:: Request ::
Your task is to copy the listing exactly. Drop any pictures from the copy.

[Saved data entries]
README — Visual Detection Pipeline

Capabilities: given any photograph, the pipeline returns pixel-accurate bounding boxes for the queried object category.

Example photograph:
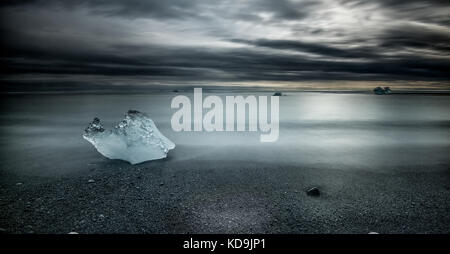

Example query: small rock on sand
[306,187,320,197]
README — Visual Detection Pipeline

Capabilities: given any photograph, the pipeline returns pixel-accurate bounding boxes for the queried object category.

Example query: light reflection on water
[0,93,450,175]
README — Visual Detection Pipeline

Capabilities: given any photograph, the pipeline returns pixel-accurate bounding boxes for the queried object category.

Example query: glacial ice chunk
[83,110,175,164]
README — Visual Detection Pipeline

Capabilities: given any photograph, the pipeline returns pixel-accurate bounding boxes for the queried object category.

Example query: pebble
[306,187,320,197]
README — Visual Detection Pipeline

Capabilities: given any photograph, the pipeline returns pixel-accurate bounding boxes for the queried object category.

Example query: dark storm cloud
[0,0,317,20]
[0,0,450,90]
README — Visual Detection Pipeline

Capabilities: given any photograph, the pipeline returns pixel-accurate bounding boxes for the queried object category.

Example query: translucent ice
[83,110,175,164]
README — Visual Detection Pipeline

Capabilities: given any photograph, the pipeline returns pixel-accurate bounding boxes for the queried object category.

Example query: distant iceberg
[83,110,175,164]
[373,86,392,95]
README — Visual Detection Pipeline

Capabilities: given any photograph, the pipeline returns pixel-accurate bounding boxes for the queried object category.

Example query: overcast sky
[0,0,450,89]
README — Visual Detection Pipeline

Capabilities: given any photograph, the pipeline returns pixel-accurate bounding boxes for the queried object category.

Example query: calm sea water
[0,93,450,176]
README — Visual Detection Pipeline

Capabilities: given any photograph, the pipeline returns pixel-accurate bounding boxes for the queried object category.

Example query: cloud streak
[0,0,450,90]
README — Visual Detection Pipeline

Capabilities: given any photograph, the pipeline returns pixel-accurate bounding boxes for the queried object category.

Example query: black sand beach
[0,93,450,234]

:: Written response ::
README — Visual Detection Pipeline

Capabilities: given any photograph, the pipeline returns pixel-accurate bounding boxes for the queried object category.

Example photograph:

Example query: small rock on sand
[306,187,320,197]
README — Visual Detection Pipeline

Capabilities: given any photograph, the pipeline returns pixel-accurate bounding boxes for the queried object category.

Example query: light reflection on water
[0,93,450,175]
README — Visual Detection Pipeline

Capabilities: given any photograph, the pipeline returns pixel-accurate bounding boxes for the queried object category.

Example query: glacial ice chunk
[83,110,175,164]
README — Visual Detection Pipeline

Capabilities: given any photograph, the pipeline returns pixel-accurate bounding boxes for the queried object category.

Example query: pebble
[306,187,320,197]
README — Visual Detection Pipeline

Capabilities: given any photograph, the pipeline returns pixel-accurate bounding boxes for the queried object category.

Example query: dark storm cloud
[0,0,317,20]
[0,0,450,90]
README — Visual Detection Pipeline

Capabilities: given any photograph, the pipeline returns pixel-accurate bounding boxes for the queried object category.

Example query: translucent ice
[83,110,175,164]
README — Visual Detection Pipeline

Capabilities: given any photograph, the pipeline returns pixel-accurate bounding boxes for the queried object category.

Example query: distant iceberg
[83,110,175,164]
[373,86,392,95]
README — Visual Detection Pipeline

Capabilities: given any photograph, the pipeline returns pixel-accurate bounding boxes for the queried object category.

Example query: overcast sky
[0,0,450,89]
README — Visual Detection Pipeline

Capabilities: given any photograph, the pipeline returns pixel-accurate bounding boxes for the queried object category.

Example query: calm sea water
[0,93,450,176]
README — Visual Detection Pipeline

Capabilities: given any photograph, the pipeline returns pixel-accurate bounding boxes for the queried object category.

Example query: cloud streak
[0,0,450,90]
README — Visual Detection Pipeline

Capabilities: given any photograph, the pipeline returns pixel-accurate bounding boxes for the queried object category.

Example query: black sand beach
[0,93,450,234]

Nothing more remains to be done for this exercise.